**Set of tasks**
- a) How would you restate the paragraph beginning "In short, I'd rather be broke" in the provided text more briefly, keeping its main point?
- b) Which lines of the records contain the string "target"? Pick out and copy each of them.

There’s a certain honor and glory in being a workaholic in their eyes.
That’s what they live and breathe. They don’t know how to live life any other way.
And this even includes those who are rich or financially independent.
They are pure conformists with no independent thinking.
They are very simple and can only talk about simple practical things. Even among the educated Asians, there is still no independent thinking
There seems to be a rigid singularity in their mentality and train of thought. It seems that they view things from a 2 dimensional thinking pattern.
Note: Please do not accuse me of generalizing. Over 99 percent of Asians are pure conformists and followers who strive to be ALIKE, not different. Therefore, it is accurate to generalize them, since they already “generalize themselves” by strictly conforming to societal standards.
🍋 They measure everything by its practical worth
[…] Even in the USA, when my parents’ Taiwanese friends learned that my dream was to pursue acting, they quickly discouraged it, labeling it as “useless and impractical” because such a path leads to an unstable income or little or no income at all.
[…] To them, making money is a practical value that is of far higher importance than love, passion or following one’s heart.
[…] the matters of the heart and soul are of a dimension that aren’t part of their shallow materialistic paradigm.
To me, that’s just insane. I've always believed that the purpose of life is to enjoy it.
And if you don't, then it's a wasted life, no matter how much you attain materially.
In short, I'd rather be broke doing what I love, than make a good living not doing what I love.
[But] Taiwan, like other Oriental countries, is a robot society engineered strictly to make money and fuel the world’s economy.
[…] They “live to work” so no matter how well-off they are, their purpose of life is still to work hard, even if they’re already rich.
And thus, its citizens become like busy-bee ants laboring perpetually for that purpose.
🍋 Four characteristics of Asians (J.A.S.C.)
[…] They typically exhibit these 4 unpleasant characteristics:
J: Judgmental (Black-and-white mentality)
They are quick to judge and jump to conclusions, even about things they aren’t qualified in and know nothing about, especially about people who are different than them.
They fear the unknown […] Rather than listen and ponder a situation they don’t understand, they prefer to judge and lecture others, often in an overly righteous tone […]
A: Angry (Quick-tempered)
Their voice sounds like they are perpetually angry. And no, that’s not just “how they talk” as some try to excuse it.
It reflects a deeper nature of theirs, which is evident by how quick-tempered and excited they get over little things.
S: Strict (Uptight)
They are very strict, anal-retentive and militaristic in living and pushing upon others their black-and-white view of what’s right and proper, even in little things […]
Even if their “proper” way is illogical or inappropriate for the situation, or unnecessary, it’s all they know and so they will still follow it simply because “it’s the way”.
C: Controlling / Correcting
They have this obsessive propensity to control and correct others. […]
Particularly […] Chinese tend to speak with this preachy overly righteous tone. They seem to have no respect for your opinions, nor do they try to see your side.
They often point out faults in a preachy condescending manner, using fear and negative reinforcement. They will do this even over trivial things that do not matter.

**Records shown**
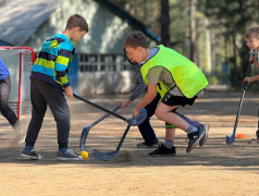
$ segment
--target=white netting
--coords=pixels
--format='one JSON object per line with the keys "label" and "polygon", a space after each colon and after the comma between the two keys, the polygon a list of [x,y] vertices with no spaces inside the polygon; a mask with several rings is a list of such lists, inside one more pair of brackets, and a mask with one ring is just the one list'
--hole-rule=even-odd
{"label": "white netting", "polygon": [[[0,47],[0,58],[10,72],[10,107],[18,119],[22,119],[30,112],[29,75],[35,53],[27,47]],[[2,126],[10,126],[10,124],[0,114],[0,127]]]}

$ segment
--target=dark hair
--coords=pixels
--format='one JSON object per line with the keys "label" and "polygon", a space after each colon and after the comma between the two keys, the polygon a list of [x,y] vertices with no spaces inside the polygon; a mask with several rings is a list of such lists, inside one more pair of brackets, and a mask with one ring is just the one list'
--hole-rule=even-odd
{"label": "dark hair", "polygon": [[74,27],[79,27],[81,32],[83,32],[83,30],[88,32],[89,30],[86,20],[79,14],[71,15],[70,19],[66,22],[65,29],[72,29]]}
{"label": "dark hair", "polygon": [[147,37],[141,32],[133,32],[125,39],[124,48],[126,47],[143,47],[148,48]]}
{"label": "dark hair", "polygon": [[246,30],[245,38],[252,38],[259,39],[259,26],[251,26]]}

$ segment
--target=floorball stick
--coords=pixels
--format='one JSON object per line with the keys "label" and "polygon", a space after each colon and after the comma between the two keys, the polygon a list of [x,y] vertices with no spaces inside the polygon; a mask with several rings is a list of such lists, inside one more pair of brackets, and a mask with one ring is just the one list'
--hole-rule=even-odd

**Expected answers**
- a) I'd choose being broke at work I love over earning well at work I don't.

- b)
--target=white netting
--target=dark hair
--target=floorball stick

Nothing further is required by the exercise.